> **JOB**:
In the listing below, copy everything from the line containing "Per the model card, this system localises the grass" down to the line containing "36 582 800 617", swapping "grass field" for "playing field" and leaving the rest untouched.

> **DATASET ENTRIES**:
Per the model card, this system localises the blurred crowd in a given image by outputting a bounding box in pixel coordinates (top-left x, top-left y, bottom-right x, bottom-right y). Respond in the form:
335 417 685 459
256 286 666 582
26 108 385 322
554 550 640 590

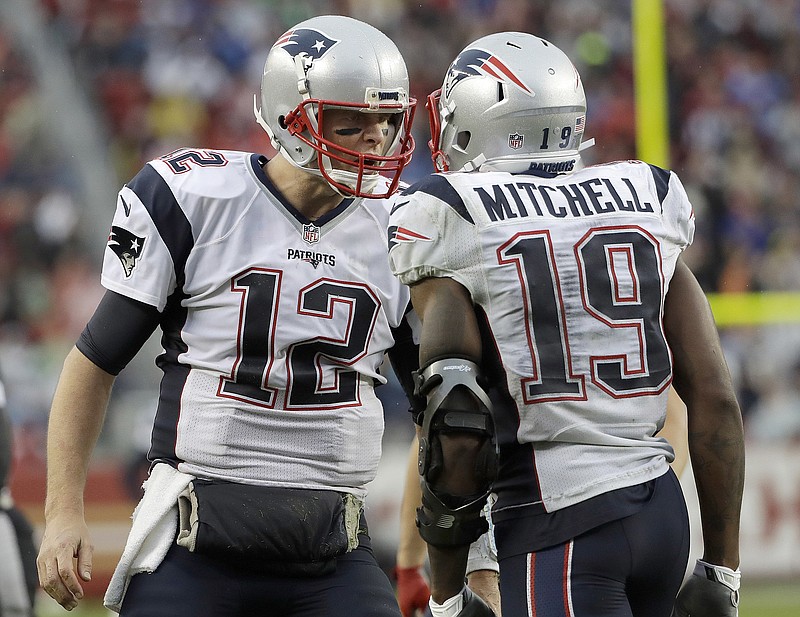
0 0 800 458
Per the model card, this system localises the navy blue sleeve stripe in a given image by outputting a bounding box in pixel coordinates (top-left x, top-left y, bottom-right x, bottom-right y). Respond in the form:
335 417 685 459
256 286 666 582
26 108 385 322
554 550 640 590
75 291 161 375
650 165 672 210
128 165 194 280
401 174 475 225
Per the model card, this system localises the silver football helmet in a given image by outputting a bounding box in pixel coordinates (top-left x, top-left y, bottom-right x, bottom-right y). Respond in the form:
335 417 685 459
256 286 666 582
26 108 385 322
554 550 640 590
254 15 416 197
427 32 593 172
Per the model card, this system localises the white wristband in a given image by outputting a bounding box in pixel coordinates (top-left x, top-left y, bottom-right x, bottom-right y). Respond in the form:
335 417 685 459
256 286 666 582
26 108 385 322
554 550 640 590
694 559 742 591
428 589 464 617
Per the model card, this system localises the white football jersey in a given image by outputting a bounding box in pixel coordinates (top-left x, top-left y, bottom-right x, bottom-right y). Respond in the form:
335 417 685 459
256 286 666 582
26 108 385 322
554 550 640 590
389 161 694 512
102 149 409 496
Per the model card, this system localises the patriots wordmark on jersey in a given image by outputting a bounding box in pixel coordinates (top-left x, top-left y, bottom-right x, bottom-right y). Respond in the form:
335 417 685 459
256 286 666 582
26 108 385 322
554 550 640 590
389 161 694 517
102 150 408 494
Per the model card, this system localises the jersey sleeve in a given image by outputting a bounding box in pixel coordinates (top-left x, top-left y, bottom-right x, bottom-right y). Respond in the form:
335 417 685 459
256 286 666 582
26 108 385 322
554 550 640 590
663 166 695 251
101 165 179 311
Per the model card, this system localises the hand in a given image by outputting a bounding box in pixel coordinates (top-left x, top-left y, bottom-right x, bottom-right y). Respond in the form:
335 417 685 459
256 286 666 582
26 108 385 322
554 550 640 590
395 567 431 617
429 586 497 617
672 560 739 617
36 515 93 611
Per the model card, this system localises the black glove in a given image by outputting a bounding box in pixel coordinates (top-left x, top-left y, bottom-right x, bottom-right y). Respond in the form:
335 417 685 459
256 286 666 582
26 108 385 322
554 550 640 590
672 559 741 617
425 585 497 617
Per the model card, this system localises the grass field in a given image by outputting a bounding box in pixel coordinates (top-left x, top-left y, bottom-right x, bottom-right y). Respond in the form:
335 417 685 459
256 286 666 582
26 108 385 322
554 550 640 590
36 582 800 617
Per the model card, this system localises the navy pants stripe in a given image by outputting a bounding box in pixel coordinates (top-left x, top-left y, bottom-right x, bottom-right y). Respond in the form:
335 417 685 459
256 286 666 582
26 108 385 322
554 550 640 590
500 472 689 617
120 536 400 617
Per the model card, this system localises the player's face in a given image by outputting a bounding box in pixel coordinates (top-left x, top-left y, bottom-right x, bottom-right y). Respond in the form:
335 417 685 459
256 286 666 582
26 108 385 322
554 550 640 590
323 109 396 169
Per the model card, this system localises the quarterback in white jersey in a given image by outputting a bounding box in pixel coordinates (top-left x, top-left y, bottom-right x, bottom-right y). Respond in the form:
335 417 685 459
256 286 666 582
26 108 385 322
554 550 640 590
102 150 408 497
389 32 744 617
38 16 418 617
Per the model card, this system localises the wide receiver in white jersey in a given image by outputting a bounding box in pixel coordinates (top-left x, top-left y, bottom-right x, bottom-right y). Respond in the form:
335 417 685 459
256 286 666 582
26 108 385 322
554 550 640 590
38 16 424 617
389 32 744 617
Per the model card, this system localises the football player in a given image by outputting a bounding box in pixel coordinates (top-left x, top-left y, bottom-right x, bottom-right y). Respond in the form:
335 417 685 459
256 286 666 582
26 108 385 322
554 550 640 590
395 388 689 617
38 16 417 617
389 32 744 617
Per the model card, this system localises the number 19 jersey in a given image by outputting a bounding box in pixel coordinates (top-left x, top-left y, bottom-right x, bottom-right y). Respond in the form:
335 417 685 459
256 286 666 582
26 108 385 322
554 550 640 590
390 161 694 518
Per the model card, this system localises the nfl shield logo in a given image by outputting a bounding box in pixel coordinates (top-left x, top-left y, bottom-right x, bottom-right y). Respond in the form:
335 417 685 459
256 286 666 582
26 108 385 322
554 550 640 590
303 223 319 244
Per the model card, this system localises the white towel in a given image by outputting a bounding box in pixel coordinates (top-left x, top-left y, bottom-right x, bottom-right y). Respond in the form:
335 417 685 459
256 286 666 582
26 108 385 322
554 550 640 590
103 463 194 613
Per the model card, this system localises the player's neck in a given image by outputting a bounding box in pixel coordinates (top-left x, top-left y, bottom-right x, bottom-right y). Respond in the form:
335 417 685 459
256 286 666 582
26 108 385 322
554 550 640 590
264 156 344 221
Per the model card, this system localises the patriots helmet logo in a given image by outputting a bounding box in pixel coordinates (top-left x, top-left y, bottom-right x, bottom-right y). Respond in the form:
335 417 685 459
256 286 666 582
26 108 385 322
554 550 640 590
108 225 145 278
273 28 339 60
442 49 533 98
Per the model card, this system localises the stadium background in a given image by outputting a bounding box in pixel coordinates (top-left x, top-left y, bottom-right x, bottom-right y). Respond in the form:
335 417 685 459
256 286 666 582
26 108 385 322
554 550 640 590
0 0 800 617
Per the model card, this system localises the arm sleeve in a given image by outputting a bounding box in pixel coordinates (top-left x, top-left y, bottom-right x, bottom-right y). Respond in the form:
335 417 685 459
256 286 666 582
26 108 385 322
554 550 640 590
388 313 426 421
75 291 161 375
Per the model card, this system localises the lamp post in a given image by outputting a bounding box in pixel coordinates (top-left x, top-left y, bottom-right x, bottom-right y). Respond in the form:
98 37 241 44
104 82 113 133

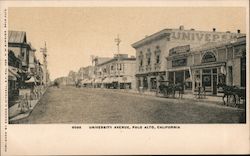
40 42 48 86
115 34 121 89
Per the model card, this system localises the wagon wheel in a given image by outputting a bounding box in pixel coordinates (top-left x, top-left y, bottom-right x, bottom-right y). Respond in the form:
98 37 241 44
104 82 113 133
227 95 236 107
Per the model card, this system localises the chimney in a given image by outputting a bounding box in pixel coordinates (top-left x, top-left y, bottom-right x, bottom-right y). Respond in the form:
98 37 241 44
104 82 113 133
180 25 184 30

---

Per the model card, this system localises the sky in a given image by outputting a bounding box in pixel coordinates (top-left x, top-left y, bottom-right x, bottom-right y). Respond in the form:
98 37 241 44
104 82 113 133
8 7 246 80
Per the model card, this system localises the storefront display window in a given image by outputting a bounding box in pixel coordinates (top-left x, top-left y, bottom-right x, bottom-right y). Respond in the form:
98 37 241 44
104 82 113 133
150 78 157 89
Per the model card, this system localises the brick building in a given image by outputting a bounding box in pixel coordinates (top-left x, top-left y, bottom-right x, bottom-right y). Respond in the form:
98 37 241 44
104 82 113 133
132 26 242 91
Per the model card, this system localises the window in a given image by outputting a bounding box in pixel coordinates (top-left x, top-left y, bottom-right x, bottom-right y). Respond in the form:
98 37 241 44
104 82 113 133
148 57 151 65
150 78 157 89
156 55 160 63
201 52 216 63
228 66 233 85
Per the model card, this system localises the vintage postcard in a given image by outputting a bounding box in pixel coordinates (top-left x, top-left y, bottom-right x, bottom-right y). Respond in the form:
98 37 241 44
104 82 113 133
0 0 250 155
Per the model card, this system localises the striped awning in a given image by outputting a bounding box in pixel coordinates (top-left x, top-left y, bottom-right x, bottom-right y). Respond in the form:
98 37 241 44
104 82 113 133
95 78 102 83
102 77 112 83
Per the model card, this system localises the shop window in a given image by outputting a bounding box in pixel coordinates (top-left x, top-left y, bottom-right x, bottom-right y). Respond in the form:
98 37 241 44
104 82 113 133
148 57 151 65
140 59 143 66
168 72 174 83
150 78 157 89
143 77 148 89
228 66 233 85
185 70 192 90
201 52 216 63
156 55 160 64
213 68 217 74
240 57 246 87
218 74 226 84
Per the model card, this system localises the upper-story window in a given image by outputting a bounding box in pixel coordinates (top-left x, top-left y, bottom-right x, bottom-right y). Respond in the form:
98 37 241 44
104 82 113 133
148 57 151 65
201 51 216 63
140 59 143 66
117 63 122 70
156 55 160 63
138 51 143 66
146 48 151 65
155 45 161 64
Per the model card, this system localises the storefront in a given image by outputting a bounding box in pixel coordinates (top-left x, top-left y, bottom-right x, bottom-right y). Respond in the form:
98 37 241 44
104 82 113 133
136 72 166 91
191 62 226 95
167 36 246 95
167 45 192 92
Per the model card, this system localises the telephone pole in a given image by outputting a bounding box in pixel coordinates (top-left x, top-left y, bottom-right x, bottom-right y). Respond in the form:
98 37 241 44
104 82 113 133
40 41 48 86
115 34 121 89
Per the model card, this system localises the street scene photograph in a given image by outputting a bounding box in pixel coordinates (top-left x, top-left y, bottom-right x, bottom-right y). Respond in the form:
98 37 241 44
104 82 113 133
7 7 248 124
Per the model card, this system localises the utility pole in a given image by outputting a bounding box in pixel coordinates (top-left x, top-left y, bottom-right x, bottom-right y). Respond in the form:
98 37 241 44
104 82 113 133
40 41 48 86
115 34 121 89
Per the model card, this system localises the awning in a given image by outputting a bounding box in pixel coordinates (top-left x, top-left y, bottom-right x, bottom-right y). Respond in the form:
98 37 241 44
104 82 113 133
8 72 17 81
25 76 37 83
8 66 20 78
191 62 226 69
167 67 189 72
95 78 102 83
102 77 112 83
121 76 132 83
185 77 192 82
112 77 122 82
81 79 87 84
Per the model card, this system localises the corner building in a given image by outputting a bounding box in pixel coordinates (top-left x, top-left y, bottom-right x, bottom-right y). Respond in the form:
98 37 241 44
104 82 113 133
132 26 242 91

--

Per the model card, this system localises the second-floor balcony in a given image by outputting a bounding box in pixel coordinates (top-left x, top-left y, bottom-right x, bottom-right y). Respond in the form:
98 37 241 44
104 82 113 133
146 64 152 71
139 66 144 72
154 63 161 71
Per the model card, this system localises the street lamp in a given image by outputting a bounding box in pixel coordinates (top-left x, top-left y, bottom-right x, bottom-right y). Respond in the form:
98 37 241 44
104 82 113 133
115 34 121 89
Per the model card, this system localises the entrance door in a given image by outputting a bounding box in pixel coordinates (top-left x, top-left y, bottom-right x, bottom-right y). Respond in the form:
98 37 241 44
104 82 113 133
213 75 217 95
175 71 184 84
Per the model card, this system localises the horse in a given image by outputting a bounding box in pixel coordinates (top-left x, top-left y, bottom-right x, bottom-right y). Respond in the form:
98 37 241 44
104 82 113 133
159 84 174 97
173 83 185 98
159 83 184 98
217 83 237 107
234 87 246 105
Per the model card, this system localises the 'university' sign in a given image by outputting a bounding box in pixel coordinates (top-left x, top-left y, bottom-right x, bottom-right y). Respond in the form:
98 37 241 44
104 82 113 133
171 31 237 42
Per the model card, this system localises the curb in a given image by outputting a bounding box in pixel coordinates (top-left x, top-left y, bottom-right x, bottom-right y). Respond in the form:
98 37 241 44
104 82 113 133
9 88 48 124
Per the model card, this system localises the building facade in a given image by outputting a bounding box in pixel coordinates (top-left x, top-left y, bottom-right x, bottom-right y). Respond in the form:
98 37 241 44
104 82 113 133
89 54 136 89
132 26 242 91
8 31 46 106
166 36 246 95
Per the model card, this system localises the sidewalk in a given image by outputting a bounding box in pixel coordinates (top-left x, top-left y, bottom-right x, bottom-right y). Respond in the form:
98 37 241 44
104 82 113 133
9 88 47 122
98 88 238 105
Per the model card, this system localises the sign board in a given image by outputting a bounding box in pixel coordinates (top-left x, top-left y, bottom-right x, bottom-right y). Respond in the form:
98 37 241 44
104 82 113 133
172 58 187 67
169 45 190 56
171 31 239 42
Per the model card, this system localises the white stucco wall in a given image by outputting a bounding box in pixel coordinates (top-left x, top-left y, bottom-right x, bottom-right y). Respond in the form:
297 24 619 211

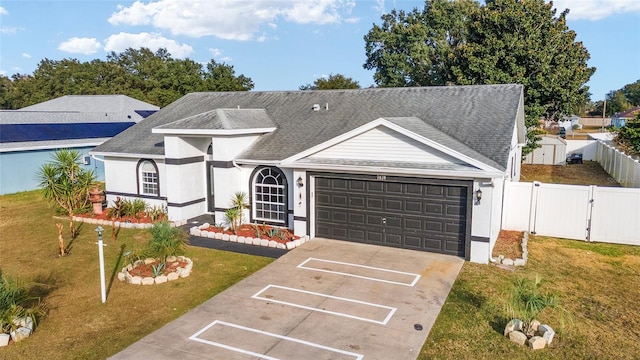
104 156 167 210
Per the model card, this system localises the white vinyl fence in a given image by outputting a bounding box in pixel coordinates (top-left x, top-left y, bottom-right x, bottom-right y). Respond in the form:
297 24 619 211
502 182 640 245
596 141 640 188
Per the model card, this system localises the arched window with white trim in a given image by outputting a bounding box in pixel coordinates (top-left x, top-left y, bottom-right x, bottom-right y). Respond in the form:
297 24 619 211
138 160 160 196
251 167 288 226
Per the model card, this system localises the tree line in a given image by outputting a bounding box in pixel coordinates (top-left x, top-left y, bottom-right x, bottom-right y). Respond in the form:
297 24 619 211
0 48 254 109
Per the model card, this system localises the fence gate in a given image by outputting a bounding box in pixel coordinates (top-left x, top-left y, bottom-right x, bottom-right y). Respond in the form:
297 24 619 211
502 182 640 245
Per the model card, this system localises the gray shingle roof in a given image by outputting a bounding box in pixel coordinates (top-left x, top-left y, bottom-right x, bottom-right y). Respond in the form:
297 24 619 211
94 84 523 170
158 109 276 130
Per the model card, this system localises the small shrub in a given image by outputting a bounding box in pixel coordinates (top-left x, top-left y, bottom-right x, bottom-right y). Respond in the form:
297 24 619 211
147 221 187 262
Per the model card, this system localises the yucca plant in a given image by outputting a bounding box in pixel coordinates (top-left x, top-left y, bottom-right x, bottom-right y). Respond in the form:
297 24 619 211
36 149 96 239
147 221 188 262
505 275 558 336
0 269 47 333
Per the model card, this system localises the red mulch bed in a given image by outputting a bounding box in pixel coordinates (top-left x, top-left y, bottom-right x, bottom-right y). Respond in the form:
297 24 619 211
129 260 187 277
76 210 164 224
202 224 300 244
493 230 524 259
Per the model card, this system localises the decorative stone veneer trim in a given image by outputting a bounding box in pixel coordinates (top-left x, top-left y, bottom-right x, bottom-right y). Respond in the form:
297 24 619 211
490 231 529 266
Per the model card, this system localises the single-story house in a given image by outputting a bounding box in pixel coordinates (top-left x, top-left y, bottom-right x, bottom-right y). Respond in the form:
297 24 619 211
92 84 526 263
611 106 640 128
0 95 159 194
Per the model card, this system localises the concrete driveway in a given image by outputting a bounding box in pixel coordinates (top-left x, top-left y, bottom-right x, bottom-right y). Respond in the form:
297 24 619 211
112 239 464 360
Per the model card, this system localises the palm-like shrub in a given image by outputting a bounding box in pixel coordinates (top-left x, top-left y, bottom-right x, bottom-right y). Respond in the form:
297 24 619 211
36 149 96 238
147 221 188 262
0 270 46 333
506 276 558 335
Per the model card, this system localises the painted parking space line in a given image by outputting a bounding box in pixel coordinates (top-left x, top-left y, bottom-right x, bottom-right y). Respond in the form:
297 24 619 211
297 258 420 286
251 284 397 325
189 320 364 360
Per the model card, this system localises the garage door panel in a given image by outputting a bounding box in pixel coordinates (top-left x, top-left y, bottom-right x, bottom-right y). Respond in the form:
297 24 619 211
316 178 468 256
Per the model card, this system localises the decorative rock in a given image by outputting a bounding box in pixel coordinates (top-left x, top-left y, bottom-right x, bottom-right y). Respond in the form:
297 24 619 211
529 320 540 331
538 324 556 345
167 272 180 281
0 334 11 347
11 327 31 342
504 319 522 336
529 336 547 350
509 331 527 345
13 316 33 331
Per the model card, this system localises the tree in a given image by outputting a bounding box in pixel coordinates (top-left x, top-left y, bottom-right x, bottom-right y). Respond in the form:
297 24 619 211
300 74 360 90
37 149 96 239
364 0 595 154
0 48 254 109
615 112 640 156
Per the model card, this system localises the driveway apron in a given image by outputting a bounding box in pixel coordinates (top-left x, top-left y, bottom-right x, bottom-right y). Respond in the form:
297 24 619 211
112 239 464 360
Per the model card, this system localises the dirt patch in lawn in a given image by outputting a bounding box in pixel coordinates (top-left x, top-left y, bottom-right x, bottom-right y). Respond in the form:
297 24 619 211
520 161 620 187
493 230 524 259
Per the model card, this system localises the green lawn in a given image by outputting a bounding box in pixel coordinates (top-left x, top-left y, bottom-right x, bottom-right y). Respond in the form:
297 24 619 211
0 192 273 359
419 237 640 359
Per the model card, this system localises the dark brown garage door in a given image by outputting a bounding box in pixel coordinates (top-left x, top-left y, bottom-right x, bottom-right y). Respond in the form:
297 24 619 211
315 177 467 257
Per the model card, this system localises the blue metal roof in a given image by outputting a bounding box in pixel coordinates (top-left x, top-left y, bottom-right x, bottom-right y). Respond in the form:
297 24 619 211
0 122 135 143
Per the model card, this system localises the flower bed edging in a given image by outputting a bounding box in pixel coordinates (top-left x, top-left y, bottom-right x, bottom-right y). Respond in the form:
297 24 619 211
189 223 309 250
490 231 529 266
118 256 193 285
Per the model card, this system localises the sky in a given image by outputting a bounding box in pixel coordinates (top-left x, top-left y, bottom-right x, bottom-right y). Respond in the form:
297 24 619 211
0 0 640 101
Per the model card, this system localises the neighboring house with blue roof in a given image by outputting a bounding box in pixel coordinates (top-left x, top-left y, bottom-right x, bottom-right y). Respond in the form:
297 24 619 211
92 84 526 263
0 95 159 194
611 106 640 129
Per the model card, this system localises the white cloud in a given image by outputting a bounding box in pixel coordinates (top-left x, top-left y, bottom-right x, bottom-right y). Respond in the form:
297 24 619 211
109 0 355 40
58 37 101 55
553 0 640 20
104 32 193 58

> **TASK ANSWER**:
Per the model card, this system localises the playing field in a given image by outputting a bounding box in pixel coordinates (top-left x, top-left y, bottom-right x, bottom-right y). Respond in the form:
335 417 685 459
256 286 666 582
26 108 385 322
554 550 640 590
36 582 800 617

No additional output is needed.